* [Work order]:
Copy out the data below. Leave nothing out and alter nothing.
*** Information shown ***
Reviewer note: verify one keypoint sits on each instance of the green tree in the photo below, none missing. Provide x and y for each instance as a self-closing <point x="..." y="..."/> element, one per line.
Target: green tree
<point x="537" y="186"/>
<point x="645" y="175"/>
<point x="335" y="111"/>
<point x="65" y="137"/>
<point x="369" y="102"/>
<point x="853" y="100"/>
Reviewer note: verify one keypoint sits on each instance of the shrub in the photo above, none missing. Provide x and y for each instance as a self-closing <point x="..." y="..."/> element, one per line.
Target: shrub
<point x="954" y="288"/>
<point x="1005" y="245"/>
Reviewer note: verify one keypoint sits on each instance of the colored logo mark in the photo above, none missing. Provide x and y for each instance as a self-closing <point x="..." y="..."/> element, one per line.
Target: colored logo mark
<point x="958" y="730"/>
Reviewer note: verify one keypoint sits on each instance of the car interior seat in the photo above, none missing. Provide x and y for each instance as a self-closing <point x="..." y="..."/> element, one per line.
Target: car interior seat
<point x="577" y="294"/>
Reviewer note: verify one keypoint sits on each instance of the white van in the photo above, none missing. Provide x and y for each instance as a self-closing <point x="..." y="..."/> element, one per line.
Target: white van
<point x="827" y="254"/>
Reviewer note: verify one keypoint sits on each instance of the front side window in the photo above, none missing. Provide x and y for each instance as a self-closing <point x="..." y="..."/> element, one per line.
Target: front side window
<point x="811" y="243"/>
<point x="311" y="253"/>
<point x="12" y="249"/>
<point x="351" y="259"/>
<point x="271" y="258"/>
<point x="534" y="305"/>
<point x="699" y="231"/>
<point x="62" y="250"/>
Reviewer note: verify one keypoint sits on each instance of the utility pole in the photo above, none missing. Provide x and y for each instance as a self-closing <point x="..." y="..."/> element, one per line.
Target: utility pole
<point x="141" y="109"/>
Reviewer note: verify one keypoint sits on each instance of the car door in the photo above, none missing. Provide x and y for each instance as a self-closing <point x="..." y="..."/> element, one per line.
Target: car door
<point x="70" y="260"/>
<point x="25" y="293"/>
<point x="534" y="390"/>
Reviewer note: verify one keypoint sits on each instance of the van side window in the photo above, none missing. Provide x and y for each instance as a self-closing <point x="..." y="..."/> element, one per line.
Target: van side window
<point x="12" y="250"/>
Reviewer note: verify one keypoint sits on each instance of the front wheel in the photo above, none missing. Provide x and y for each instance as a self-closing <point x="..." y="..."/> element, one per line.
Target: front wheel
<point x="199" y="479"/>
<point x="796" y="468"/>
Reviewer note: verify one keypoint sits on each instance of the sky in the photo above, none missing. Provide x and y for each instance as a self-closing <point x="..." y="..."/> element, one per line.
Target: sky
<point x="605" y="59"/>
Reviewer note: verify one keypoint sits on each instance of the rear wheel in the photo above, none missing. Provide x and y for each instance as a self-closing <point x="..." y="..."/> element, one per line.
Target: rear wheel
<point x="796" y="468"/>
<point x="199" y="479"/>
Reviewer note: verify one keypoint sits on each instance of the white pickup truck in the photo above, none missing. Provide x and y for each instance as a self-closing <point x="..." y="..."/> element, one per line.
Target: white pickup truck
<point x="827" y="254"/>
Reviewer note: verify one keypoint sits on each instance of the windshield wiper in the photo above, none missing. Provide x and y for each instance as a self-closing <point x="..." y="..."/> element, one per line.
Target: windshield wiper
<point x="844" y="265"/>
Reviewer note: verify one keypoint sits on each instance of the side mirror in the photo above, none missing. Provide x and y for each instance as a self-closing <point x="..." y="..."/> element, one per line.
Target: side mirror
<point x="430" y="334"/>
*** End of Information shown ***
* [Written solution]:
Reviewer note: verify one keypoint sits on each instance of the green tree in the photo below, none missing. Provide x and y for each instance as a self-closing <point x="..." y="..."/> element, one per line.
Target: green tree
<point x="537" y="186"/>
<point x="645" y="175"/>
<point x="335" y="111"/>
<point x="65" y="137"/>
<point x="369" y="102"/>
<point x="853" y="100"/>
Reviewer note: verify one keypoint sits on each instance of the shrub in the photo above, none missing. Provide x and y for each instance as a self-closing <point x="..." y="..."/> element, one per line.
Target: shrub
<point x="954" y="288"/>
<point x="1005" y="245"/>
Reviewer note: verify one keypoint sits on each instance of the colored logo mark in the photo above, none missing. Provide x and y for each instance as a self-closing <point x="..." y="..."/> element, one per line.
Target: colored logo mark
<point x="958" y="730"/>
Reviewer note: verify one keypoint sits on each instance of the car interior seat in the photo above, none missing. Provide x and y for each instance as a self-closing <point x="..." y="..."/> element, one per line.
Target: car interior seat
<point x="577" y="294"/>
Reviewer note: verify one keypoint sits on each instance of the white van in the photo above, none missing. Provide x and y for each instance as a self-closing <point x="..." y="..."/> element, one per line.
Target: white van
<point x="827" y="254"/>
Reviewer note: verify one keypoint sits on each instance of the front side window in the photo above, none missing. Provide x and y for each instance as a self-closing <point x="..." y="..."/> element, one per line.
Target: front side window
<point x="811" y="243"/>
<point x="311" y="253"/>
<point x="12" y="249"/>
<point x="351" y="259"/>
<point x="271" y="258"/>
<point x="534" y="305"/>
<point x="699" y="231"/>
<point x="62" y="250"/>
Reviewer note: verify one keypoint sits on each instance of the utility pole in the photo above, none missing. Provide x and y for each instance as a self-closing <point x="..." y="..."/> element, one per line.
Target: utility pole
<point x="141" y="109"/>
Reviewer note: verify one keypoint sits on each instance of the car door in the photo above, none missing. Provide x and y for each instance as a self-closing <point x="..." y="..."/> element, one per line.
Target: car door
<point x="70" y="260"/>
<point x="25" y="293"/>
<point x="534" y="390"/>
Reviewer note: verify one keypoint sits on each instance of the van side window in the photo above, none missing. Provide x and y for each instance as a self-closing <point x="..." y="..."/> element, one per line.
Target: van side window
<point x="12" y="250"/>
Reviewer note: verify one keypoint sits on each instance of the front wheel in the photo above, none missing. Provide x and y for each instance as a self-closing <point x="..." y="..."/> element, one per line.
Target: front wheel
<point x="199" y="479"/>
<point x="796" y="468"/>
Reviewer note: verify one keypoint sits on each instance of the sky in the photo above, none missing. Provide x and y for each instance as a self-closing <point x="..." y="..."/> element, one per line.
Target: sky
<point x="605" y="59"/>
Reviewer note: verify one keypoint sits on each instance of the rear wheel in the photo above, none missing. Provide x and y for each instance as a self-closing <point x="..." y="..."/> element, one per line.
Target: rear wheel
<point x="796" y="468"/>
<point x="199" y="479"/>
Reviewer note: verify one keypoint sits on each instance of the white pickup truck in the photo above, none missing. Provide x and y for each instance as a self-closing <point x="..." y="..."/> element, one per line.
Target: white pickup truck
<point x="827" y="254"/>
Reviewer note: verify one keypoint sits on each instance of the windshield wiper in the photo above, none missing. Provide x and y for each instance as a self-closing <point x="..." y="..."/> element, one per line.
Target: windshield wiper
<point x="844" y="265"/>
Reviewer note: verify one keypoint sits on each instance of the side mirror in the photo above, none missing. Provide x and y for each instance as a self-closing <point x="..." y="..."/> element, one per line.
Target: side mirror
<point x="430" y="334"/>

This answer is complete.